Task item
For every entry, output the exact wording.

+++ Data for this exercise +++

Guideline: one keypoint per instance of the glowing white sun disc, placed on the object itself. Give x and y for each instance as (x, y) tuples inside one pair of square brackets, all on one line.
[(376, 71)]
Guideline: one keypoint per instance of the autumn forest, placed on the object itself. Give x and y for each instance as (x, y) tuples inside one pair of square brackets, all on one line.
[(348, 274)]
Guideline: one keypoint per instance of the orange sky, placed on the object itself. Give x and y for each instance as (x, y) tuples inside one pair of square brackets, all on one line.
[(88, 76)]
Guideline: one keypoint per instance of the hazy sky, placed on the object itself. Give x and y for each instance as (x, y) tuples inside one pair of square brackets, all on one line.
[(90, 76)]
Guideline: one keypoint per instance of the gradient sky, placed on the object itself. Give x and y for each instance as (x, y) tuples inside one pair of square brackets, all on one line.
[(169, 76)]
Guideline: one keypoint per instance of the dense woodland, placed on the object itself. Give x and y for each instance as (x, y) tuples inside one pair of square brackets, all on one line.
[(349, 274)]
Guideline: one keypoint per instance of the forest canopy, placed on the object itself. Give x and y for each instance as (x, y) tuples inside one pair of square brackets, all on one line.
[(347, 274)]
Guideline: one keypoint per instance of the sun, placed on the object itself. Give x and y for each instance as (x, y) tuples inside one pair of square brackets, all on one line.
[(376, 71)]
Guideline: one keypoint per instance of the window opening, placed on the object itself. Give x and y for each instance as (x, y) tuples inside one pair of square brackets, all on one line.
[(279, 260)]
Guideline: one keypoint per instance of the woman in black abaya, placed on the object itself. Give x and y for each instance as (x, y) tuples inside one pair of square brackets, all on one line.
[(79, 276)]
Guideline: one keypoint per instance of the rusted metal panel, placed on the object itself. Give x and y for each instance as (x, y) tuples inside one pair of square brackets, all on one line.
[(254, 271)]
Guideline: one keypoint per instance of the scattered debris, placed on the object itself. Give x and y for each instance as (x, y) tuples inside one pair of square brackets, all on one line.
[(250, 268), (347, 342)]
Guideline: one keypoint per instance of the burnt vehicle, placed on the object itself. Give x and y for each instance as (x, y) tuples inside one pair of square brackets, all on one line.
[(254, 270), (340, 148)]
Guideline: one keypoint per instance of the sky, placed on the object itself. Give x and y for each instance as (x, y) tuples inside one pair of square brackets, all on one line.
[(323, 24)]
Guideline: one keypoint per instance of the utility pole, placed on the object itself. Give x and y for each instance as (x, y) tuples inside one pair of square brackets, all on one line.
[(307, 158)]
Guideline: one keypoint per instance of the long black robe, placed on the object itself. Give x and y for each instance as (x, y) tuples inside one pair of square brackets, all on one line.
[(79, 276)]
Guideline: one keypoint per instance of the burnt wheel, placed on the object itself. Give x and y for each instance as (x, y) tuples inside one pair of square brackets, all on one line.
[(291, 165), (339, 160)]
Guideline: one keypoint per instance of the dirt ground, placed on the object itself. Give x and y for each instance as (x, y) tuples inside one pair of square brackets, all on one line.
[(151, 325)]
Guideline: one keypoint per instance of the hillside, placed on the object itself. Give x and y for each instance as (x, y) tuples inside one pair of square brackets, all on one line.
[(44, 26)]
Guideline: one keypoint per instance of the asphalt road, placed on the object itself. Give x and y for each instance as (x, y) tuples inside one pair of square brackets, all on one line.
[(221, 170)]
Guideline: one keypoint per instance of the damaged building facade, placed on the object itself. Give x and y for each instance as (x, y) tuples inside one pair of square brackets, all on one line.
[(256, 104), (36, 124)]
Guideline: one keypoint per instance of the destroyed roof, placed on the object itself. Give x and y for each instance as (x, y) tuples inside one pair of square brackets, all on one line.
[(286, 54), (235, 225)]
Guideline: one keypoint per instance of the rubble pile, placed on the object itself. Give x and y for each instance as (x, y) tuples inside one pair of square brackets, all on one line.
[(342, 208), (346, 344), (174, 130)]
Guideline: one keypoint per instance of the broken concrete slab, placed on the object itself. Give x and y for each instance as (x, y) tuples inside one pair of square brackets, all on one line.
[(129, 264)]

+++

Response below
Guideline: one keypoint per instance of the glowing white sun disc, placed on the object itself. Give x and y for each instance as (x, y) tuples inside one pair of square brackets, all on one line.
[(376, 71)]
Guideline: one keypoint per instance of the autumn forest, placed on the object itself. Give x and y for each instance as (x, y) tuples inside one pair of square brackets, all on one line.
[(348, 274)]
Guideline: one keypoint per instance of the orange sky, placed on the object itself. Give x and y for each instance as (x, y) tuples inside one pair of square brackets, all on one line.
[(88, 76)]
Guideline: one keypoint per instance of the hazy sky, placed on the object itself. Give x and y for each instance as (x, y) tuples inside one pair of square brackets, all on one line.
[(90, 76)]
Guideline: one keypoint per instance of the gradient sky, placed on the object itself. Give x and y for each instance as (x, y) tuples inside one pair of square brackets, all on one line.
[(169, 76)]
Guideline: one keypoint per instance of the dense woodland, placed on the object itself. Give x and y for each instance as (x, y) tuples inside one pair of square brackets, all on one line.
[(349, 274)]
Guideline: one keypoint per instance of the forest canopy, placed on the object itself. Give x and y for each instance as (x, y) tuples inside one pair of square brackets, all on one line.
[(347, 274)]
Guideline: one keypoint per instance of the sun, placed on the object itself. Give x and y for each instance as (x, y) tuples inside one pair of square brackets, all on one line.
[(376, 71)]
Guideline: one keypoint per instance of the window opening, placed on the object itself. Give x and y for each instance as (x, y) tuples inside one pair of square brackets, all on one line.
[(279, 260)]
Guideline: one keypoint per instance of the woman in black abaya, placed on the object itself. Give x and y for each instance as (x, y) tuples inside one pair of square brackets, all on one line.
[(79, 276)]
Guideline: one keypoint per instance of the rusted metal panel, placed on the object itself. Give x and y for each instance as (x, y) tuples inside one pair of square brackets, all on one line.
[(254, 271)]
Guideline: one keypoint per instance of the scattered debris, placed on the object itself. Give x and y for each instance as (x, y) tuples inside one pair of square brackets, all on one line.
[(250, 268), (347, 342)]
Guideline: one keypoint per instance of the burnt vehicle, placed on the object itself. Give x and y for each instance as (x, y) tuples inside one pair of square brackets, all on one line.
[(254, 270), (340, 148)]
Guideline: one keypoint per instance of the sky, placed on the object itself. Give x and y for each instance as (x, y) tuples inside one pair of square brackets, all on one line.
[(323, 24)]
Guideline: one keypoint per instance of the utility pole, placed on the object itself. Give x and y for each instance as (x, y) tuples inside one pair of square brackets, all on one line.
[(307, 158)]
Guideline: one keypoint per instance of the long black robe, placed on the object itself. Give x and y for each instance as (x, y) tuples inside one pair of square brackets, all on one line.
[(79, 276)]
Guideline: one keypoint per instance of the burnt wheel, placed on the object itself. Give x and y for each instance as (x, y) tuples inside one pair of square brackets, all on one line.
[(291, 165), (339, 160)]
Guideline: one keypoint per instance of the dirt ground, placed on the object itself. Give x and y for each instance as (x, y) tuples inside one pair of square brackets, all on one line.
[(151, 325)]
Guideline: one keypoint per instance of the hillside, placed on the object itself. Give x and y for each instance as (x, y) tuples inside one pair of square brackets, all on one line.
[(44, 26)]
Guideline: one keypoint per instance of the asphalt road, placed on the object itself. Give x and y for each instance as (x, y) tuples inside one pair of square brackets, all on one line.
[(221, 170)]
Guideline: one keypoint per instance of the damaged building facade, placed on the object itself. Give x and y for each instance as (x, y) tuples inside one pair of square brackets, all on one line.
[(256, 104), (36, 124)]
Guideline: one keypoint per instance of the destroyed roof, placed on the object itself. Give x and y for each instance as (x, y) tuples inside one pair of square brackets, all on one line.
[(286, 54), (235, 225)]
Guideline: one keypoint per instance of the rubble pile, placed on the object itself. Give x and y for each instance as (x, y) tuples inside one pair of square brackets, all on one line.
[(342, 208), (346, 344), (174, 130)]
Guideline: one keypoint per instance of the broken concrete slab, placed on the object itself. Give x and y for each instance as (x, y) tuples inside one pair of square brackets, all on one line.
[(129, 264)]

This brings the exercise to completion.